Melanoma Genes Found In "Junk" DNA
Researchers from the Dana-Farber Cancer Institute and the Broad Institute of Harvard and MIT, report their discovery in the 24 January issue of the journal Science Express, which publishes selected Science papers online in advance of print.
Nearly 99% of the human genome comprises what was once labelled "junk DNA" because unlike the other 1% or so, it does not contain blueprints for making proteins, the building blocks of life. Now scientists are beginning to discover that sections of DNA in this "dark matter" of the genome are "non-coding" genes that control the behavior of protein-coding genes.
For example, last week, MIT biologists reporting a study in Cell, describe how a piece of non-coding DNA they dubbed "Braveheart" controls the transformation of stem cells into heart cells, and without which the embryonic process of building a heart never gets started.
The researchers in this latest study say theirs are the first cancer-related mutations to be found in non-coding DNA; until now all the cancer genes that have been discovered have been protein-coding ones.

------------------------------------------------

*Problem set*.
**1)** Answer from the melanoma article:
(a) In which issue of which journal did the researchers report their discovery?
(b) About what share of the human genome was once labelled "junk DNA"?
(c) What name did the MIT biologists give the piece of non-coding DNA in their Cell study?
**2)** Duplicate the stretch of the melanoma article from "Nearly 99% of" through "never gets started.".
Rely only on the melanoma article for answers.

Natural-language descriptions of regions:
------------------------------------------------

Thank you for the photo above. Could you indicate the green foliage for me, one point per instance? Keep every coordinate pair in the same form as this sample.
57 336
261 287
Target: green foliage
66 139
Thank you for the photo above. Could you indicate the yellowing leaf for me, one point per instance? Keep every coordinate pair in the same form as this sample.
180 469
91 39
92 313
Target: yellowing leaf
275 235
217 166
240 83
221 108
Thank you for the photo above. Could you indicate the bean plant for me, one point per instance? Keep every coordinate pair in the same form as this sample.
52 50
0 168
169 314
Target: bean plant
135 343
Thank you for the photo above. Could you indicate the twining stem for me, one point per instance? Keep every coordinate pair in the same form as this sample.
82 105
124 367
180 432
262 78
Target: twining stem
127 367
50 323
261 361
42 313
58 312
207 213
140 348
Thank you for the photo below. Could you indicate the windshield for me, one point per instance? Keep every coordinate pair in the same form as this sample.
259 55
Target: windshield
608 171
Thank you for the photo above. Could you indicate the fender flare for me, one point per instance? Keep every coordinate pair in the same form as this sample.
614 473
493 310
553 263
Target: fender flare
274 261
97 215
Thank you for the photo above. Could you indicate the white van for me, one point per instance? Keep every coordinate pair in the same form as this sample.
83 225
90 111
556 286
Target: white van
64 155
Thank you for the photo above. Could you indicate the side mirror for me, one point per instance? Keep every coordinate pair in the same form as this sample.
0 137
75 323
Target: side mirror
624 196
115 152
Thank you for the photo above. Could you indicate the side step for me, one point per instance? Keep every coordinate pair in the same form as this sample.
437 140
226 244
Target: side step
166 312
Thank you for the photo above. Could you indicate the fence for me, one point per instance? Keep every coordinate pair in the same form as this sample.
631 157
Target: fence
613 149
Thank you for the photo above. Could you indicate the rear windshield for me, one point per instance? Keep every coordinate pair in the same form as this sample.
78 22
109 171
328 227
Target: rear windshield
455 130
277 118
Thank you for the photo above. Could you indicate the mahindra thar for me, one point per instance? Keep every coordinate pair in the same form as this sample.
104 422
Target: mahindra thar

------------------------------------------------

*Solutions*.
**1)**
(a) The 24 January issue of Science Express
(b) Nearly 99%
(c) "Braveheart"

**2)**
Nearly 99% of the human genome comprises what was once labelled "junk DNA" because unlike the other 1% or so, it does not contain blueprints for making proteins, the building blocks of life. Now scientists are beginning to discover that sections of DNA in this "dark matter" of the genome are "non-coding" genes that control the behavior of protein-coding genes.
For example, last week, MIT biologists reporting a study in Cell, describe how a piece of non-coding DNA they dubbed "Braveheart" controls the transformation of stem cells into heart cells, and without which the embryonic process of building a heart never gets started.